═══ DOCUMENT EXTRACT
Mike Lenehan Interview

Based on the Gold Coast in Australia, Lenehan Audio has enjoyed a loyal following from many StereoNET readers recently. In this recent interview, we learn that Mike Lenehan's single aim in audio reproduction is 'accuracy'. Read on for a great insight to Mike Lenehan and his fine products.

Q : Could you tell us about your background and how you came to start Lenehan Audio?

In 1969 my brother Russell and I walked into Harvey’s Sound in Surfers Paradise and saw a pair of JBL L55 Jubal Loudspeakers driven by a Sonab integrated amplifier and a turntable. We listened and were captivated . I think it was Henry Mancini playing on that turntable. That was the day we started. Within five years I was building and selling speakers for money only because I had too many and mum said they must go. Lenehan Audio was officially trading though as an entity from 1994.

Q : What type of music do you prefer to listen to. I guess as a small manufacturer your business takes up a lot of time. Do you get much of a chance to enjoy any live music?

Classical, Jazz, R & B, and everything else. I love Dire Straits, Rage Against the Machine and Faithless. Without live music you can forget fidelity. Fidelity to what? I am a member of the Friends of Music and attend everything that is available on the Gold Coast and as much as I can get to in Brisbane. The Gold Coast Philharmonic practice sessions are savored.

Q : Are there any other HiFi manufacturers or people in the industry you admire?

The two that come to mind are George Short from North Creek Music Systems and Vince Bruzzesse from Totem Audio. Both these designers are in my mind near the absolute edge of current loudspeaker design. Although associates in the Lenehan Audio team are currently involved in valve and digital design my knowledge of electronics and digital design is a little too scanty to comment with any relevance on other industry areas.

Q : You sell a single model loudspeaker. It is a small two way standmount design. Is there a reason why you have concentrated on this one loudspeakers design especially when there are so many other highly regarded, superficially similar loudspeakers available. What do you see as the advantages and disadvantages of your chosen loudspeaker format?
══════
(SET TASK 1):
According to the Mike Lenehan interview, why did Lenehan begin selling the speakers he built? Answer in one to three sentences.
═══ DATA LISTING
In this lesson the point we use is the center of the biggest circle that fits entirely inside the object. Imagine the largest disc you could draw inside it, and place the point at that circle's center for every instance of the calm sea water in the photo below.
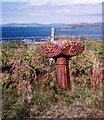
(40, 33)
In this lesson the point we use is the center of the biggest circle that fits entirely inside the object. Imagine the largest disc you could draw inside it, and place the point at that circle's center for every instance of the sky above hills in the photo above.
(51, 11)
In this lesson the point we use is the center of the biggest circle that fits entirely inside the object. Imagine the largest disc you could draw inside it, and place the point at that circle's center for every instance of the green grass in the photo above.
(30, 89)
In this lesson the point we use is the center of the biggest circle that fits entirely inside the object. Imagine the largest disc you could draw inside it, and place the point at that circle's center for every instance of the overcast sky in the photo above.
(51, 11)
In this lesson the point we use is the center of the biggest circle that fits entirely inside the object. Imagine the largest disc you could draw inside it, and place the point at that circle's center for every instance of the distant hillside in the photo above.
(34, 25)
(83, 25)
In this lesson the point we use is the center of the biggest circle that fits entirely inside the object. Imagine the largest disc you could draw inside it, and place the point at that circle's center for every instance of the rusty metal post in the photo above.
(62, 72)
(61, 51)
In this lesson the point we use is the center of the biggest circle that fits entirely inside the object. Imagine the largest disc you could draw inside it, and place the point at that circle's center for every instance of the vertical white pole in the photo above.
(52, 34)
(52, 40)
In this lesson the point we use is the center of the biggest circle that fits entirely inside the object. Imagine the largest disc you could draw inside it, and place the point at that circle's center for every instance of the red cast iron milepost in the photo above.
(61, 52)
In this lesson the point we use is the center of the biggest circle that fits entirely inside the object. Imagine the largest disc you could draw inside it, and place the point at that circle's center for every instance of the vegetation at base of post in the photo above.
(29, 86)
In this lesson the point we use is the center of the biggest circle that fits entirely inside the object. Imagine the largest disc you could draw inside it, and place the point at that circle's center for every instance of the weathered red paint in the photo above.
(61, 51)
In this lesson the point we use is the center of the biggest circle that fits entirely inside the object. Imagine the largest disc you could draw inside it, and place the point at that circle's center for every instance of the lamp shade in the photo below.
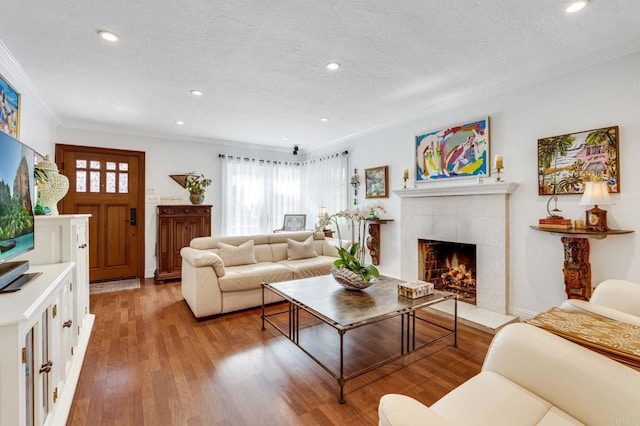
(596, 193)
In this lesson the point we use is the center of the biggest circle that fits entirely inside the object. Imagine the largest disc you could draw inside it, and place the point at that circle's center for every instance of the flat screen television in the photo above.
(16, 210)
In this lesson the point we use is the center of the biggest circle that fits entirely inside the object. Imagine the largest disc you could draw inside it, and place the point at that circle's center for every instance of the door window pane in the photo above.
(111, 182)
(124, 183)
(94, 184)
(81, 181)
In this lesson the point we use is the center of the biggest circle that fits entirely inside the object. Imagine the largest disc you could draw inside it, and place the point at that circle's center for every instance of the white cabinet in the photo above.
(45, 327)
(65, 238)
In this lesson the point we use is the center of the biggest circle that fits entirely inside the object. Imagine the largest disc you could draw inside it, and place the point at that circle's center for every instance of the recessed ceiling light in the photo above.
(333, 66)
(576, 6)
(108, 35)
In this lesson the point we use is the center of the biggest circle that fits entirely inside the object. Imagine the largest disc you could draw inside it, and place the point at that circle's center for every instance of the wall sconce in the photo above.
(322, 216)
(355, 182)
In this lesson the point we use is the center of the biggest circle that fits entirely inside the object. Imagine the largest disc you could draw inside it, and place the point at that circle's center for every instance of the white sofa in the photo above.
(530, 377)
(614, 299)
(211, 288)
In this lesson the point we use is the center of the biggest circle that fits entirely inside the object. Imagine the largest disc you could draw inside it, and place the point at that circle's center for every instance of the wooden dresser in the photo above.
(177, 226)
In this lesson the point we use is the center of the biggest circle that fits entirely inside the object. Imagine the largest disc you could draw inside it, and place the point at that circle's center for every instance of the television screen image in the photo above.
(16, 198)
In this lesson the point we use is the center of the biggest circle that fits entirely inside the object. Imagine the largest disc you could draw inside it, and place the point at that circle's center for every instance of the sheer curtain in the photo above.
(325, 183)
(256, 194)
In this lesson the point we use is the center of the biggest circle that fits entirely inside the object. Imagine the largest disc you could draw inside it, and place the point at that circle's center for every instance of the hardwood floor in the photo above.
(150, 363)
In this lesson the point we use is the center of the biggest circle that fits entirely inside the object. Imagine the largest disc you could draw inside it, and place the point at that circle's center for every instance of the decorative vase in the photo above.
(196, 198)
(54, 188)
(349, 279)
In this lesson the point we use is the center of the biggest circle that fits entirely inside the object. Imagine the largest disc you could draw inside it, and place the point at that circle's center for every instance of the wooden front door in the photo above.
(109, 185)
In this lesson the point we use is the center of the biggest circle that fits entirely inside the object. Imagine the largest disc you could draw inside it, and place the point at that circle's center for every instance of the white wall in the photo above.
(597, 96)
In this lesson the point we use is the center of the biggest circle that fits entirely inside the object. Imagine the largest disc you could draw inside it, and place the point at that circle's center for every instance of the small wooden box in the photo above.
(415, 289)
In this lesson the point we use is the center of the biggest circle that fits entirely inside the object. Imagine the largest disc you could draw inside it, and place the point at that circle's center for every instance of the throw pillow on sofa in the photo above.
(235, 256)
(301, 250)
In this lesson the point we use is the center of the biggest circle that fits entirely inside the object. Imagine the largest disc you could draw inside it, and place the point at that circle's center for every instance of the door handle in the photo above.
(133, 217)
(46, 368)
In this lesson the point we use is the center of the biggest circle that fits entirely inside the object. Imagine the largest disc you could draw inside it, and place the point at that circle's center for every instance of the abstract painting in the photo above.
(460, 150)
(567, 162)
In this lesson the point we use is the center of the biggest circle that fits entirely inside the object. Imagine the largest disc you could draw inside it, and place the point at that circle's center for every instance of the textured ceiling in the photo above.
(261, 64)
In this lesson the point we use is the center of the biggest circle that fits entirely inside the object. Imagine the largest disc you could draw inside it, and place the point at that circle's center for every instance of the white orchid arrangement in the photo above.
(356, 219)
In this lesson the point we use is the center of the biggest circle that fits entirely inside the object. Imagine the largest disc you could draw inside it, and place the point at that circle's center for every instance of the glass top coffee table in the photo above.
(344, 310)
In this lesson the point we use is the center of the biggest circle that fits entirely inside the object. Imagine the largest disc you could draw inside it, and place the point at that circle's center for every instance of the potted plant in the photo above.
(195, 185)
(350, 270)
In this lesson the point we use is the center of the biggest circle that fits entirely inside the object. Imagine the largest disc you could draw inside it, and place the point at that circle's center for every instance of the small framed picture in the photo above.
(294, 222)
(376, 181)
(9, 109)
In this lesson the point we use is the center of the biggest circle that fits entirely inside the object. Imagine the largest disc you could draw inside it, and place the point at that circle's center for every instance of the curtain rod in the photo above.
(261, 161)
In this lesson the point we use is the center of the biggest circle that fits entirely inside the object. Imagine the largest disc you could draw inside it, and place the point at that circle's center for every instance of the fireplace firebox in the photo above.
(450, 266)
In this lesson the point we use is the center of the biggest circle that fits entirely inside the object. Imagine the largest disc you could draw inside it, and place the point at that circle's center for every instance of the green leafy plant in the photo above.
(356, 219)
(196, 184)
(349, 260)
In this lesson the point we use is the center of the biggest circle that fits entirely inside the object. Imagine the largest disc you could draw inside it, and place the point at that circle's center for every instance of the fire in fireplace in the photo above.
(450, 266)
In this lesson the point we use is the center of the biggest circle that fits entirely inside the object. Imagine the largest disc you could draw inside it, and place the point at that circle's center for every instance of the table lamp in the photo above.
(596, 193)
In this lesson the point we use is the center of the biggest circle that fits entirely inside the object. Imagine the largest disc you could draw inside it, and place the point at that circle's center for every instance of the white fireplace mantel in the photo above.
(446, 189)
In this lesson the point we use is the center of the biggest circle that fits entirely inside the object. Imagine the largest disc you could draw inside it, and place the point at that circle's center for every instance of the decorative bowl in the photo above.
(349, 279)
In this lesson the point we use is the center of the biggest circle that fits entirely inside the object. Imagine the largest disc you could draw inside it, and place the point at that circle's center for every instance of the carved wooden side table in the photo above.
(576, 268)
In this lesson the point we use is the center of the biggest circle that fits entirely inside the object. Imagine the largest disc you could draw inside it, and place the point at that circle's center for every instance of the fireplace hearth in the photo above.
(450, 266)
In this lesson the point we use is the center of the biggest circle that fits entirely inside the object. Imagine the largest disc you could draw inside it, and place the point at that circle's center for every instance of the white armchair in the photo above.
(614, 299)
══════
(SET TASK 2):
Return every line of the listing that contains the word "orchid", treating case as significant.

(CORRECT ANSWER 1):
He began selling speakers for money only because he had built too many of them and his mum said they must go.

(CORRECT ANSWER 2):
In this lesson the point we use is the center of the biggest circle that fits entirely inside the object. Imagine the largest disc you could draw inside it, and place the point at that circle's center for every instance of the white orchid arrangement in the photo above.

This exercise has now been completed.